▸ **Excerpt provided**
——————————
I see you have written a revision date in the upper right corner, that is also fine. 
The important thing to know is whether some have an old or new edition of your Cheat Sheet if you update it sometime in the future. The revision date is probably better for this.


----------



## kreisl (Jan 8, 2017)

PM sent :wave:


----------



## WWJD (Jan 10, 2017)

Viking said:


> Great work, much appreciated thanks :thumbsup:
> Just one suggestion, I think it should be written it is for Firmware 1.13
> The earlier versions are a little different, and future ones might also be.
> 
> ...



Well I think it's a good suggestion, I will add the firmware version! I thought about it but forgot so thanks for reminding me!

BTW: An improved version of the sheet is in the making...


----------



## kreisl (Jan 14, 2017)

WWJD said:


> BTW: An improved version of the sheet is in the making...





> (k#78) during the UP/DOWN-selection of a program number in SPV for a ready slot, long-pressing the SNB of that slot should save the selected program to the slot, start the slot and return to TOV (CONFIRMED, FIXED, TESTED)


Interesting. WWJD made an observation regarding the long-pressing of SNB in SPV.
k#78 has been documented, see above. it concerns long-pressing of SNB when the user selects the program number.
apparently sky also added an undocumented feature: long-pressing of SNB when the user edits the program settings. this will temporarily _assign _the changes to the slot, exit SPV and START the slot. when the slot has finished and been stopped, those changes are gone, the slots are reset. The main function of *long-pressing the SNB in SPV* is the STARTING of the slot: while k#78 made sure that the changes are actually _saved _to the program number (device memory), in the 'SPV options edit mode' the changes are active only for the current program run, and not saved to the program number, which constitutes an imo interesting variation of the meaning of long-pressing the SNB in SPV.
——————————
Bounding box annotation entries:
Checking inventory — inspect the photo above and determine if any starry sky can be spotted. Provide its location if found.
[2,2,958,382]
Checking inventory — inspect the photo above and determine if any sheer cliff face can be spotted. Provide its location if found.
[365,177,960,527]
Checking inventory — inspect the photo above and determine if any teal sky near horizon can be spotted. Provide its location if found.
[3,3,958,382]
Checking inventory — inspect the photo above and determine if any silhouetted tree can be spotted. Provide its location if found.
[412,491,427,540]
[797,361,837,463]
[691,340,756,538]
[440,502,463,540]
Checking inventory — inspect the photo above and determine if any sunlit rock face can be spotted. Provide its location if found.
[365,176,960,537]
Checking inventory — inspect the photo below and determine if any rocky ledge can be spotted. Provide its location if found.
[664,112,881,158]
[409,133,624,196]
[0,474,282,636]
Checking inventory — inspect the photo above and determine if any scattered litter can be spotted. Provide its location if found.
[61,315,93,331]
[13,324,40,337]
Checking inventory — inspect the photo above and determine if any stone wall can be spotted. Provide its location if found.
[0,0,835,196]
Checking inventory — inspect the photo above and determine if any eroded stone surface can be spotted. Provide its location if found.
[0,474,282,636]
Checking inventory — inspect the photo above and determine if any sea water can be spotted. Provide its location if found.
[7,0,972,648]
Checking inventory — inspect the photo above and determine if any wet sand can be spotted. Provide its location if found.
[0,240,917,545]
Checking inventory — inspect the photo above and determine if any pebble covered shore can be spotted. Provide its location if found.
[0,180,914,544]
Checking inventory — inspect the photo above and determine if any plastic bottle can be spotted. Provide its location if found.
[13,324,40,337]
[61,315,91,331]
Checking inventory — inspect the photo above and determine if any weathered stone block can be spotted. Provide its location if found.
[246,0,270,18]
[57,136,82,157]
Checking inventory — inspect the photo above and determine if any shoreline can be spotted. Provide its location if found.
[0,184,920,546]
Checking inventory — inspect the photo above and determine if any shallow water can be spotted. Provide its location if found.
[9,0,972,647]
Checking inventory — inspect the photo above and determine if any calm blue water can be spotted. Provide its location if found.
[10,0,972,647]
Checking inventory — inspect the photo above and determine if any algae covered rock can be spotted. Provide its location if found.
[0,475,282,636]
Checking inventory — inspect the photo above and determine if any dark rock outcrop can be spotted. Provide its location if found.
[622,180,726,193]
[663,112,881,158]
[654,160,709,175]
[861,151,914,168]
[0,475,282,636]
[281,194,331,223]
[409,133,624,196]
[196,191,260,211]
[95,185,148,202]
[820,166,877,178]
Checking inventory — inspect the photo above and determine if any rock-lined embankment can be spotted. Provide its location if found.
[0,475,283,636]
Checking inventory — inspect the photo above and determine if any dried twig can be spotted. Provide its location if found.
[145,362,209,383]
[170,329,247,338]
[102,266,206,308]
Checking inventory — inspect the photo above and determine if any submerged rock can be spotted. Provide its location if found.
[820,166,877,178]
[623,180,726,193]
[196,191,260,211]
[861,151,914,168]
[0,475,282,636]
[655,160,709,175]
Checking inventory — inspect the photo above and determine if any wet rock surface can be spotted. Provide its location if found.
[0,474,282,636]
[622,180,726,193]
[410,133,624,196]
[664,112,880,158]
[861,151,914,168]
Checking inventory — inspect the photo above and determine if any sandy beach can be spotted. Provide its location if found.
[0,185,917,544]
——————————
▸ **Exercise requirements**
• 1. In the forum thread, which firmware version did Viking suggest the cheat sheet should name?
• 2. Write out the part of the forum thread that opens with the words containing "I see you have" and closes with "(Jan 8, 2017)".
• 3. Decide whether each statement agrees with the forum thread, answering yes or no and quoting the words that settle it: (a) WWJD said an improved version of the sheet was being prepared. (b) Changes made in the 'SPV options edit mode' and started by long-pressing the SNB are saved to the program number. (c) The undocumented long-press feature is attributed to sky.

▸ **Responses per task**
• 1. Firmware 1.13

• 2.
I see you have written a revision date in the upper right corner, that is also fine. 
The important thing to know is whether some have an old or new edition of your Cheat Sheet if you update it sometime in the future. The revision date is probably better for this.


----------



## kreisl (Jan 8, 2017)

• 3.
(a) Yes: "BTW: An improved version of the sheet is in the making..."
(b) No: "the changes are active only for the current program run, and not saved to the program number"
(c) Yes: "apparently sky also added an undocumented feature"